* [Article]:
SOLVED Disk full - Can't delete any files. Please Help!

Status
Not open for further replies.

fracai

Guru
Joined
Aug 22, 2012
Messages
1,212
The real problem is that you can fill things to the point where some metadata block that needs to be updated is larger than the free space available on the disk. ZFS is a copy-on-write system so if it cannot write out the updated metadata, you're hosed - even if that metadata would be part of an operation that ultimately removes a file and clears up space. I'm simplifying this just a bit.
I get that, it just seems like space reservation should be an actual solution, but right now it just moves up the point at which you'll fill the pool.

Would the solution be to make space reservation apply only to data and not to transaction metadata?
 

diedrichg

Wizard
Joined
Dec 4, 2012
Messages
1,319
Isn't the point of a quota to stop introducing data? In our case, according to @cyberjock, setting a quota effectively set our usable disk space to a lower amount. Why in the world would I ever set my usable space to 4.3TB if I could have had 5.4TB all along? Why would I limit myself to less storage if I'm not actually stopping the influx of data? The quota system is therefore not a true quota system.
 

jgreco

Resident Grinch
Joined
May 29, 2011
Messages
18,680
I get that, it just seems like space reservation should be an actual solution, but right now it just moves up the point at which you'll fill the pool.

Would the solution be to make space reservation apply only to data and not to transaction metadata?

Possibly. That runs into other accounting issues though. What happens when you have snapshots, for example?

The space reservation strategy has the primary benefit that you aren't required to truncate potentially valuable datafiles in order to unscrewup the system.
 

jgreco

Resident Grinch
Joined
May 29, 2011
Messages
18,680
Isn't the point of a quota to stop introducing data? In our case, according to @cyberjock, setting a quota effectively set our usable disk space to a lower amount. Why in the world would I ever set my usable space to 4.3TB if I could have had 5.4TB all along?

Because you never should have had 5.4TB...? ZFS expects you to keep some free space. If you don't have the discipline to do that yourself, a quota can help, I suppose.

Why would I limit myself to less storage if I'm not actually stopping the influx of data? The quota system is therefore not a true quota system.

No idea what that means.
 

macxs

Dabbler
Joined
Nov 7, 2013
Messages
21
Hi fracai,

I'm not too much into ZFS to be able to understand the performance impacts these checks would have within every transaction.
But I would guess it's not that easy ;-)
Maybe it's easier and cleaner to trick with the calculation of quota.

(Lines of data)
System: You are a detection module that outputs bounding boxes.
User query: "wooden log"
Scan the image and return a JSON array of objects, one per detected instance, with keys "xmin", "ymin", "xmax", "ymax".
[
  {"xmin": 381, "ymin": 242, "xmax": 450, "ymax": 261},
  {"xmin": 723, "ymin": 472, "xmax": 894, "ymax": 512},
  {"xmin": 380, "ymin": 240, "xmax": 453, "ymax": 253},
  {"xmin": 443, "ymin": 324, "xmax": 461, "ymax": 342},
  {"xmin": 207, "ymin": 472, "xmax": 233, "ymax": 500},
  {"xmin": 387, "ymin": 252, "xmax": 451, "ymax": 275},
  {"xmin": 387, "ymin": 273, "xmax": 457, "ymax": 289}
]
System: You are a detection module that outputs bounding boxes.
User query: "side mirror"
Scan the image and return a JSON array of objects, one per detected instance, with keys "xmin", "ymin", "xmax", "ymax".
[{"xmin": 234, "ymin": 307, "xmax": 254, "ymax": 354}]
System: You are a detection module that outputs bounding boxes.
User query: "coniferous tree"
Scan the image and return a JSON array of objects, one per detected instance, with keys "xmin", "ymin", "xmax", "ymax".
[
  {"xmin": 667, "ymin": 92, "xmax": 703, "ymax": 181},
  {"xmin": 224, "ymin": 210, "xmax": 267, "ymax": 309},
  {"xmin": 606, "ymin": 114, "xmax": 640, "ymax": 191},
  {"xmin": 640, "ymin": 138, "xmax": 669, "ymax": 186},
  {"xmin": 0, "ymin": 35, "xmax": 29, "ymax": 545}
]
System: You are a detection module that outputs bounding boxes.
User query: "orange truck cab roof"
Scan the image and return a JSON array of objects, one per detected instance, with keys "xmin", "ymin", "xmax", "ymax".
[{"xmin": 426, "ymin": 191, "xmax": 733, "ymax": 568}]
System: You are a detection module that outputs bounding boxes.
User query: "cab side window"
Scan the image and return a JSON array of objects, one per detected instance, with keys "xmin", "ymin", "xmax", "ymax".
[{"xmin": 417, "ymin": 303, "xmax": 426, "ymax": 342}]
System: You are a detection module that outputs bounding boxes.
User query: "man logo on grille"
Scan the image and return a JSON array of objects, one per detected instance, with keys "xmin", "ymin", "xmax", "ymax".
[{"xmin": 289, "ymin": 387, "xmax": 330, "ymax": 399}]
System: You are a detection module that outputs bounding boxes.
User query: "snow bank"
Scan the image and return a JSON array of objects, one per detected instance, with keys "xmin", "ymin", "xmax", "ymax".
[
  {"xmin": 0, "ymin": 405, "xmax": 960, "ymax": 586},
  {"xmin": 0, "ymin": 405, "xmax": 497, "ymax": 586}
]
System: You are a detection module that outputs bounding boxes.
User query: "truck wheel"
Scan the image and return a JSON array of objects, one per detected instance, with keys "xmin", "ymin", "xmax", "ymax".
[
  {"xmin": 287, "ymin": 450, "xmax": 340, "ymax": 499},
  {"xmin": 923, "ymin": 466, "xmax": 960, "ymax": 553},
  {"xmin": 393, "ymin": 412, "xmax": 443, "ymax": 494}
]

* [Stated exercise]: Reproduce the forum thread passage that begins at the words "I'm not too" and stops after "calculation of quota.", swapping "ZFS" for "the file system".

* [Exercise result]:
I'm not too much into the file system to be able to understand the performance impacts these checks would have within every transaction.
But I would guess it's not that easy ;-)
Maybe it's easier and cleaner to trick with the calculation of quota.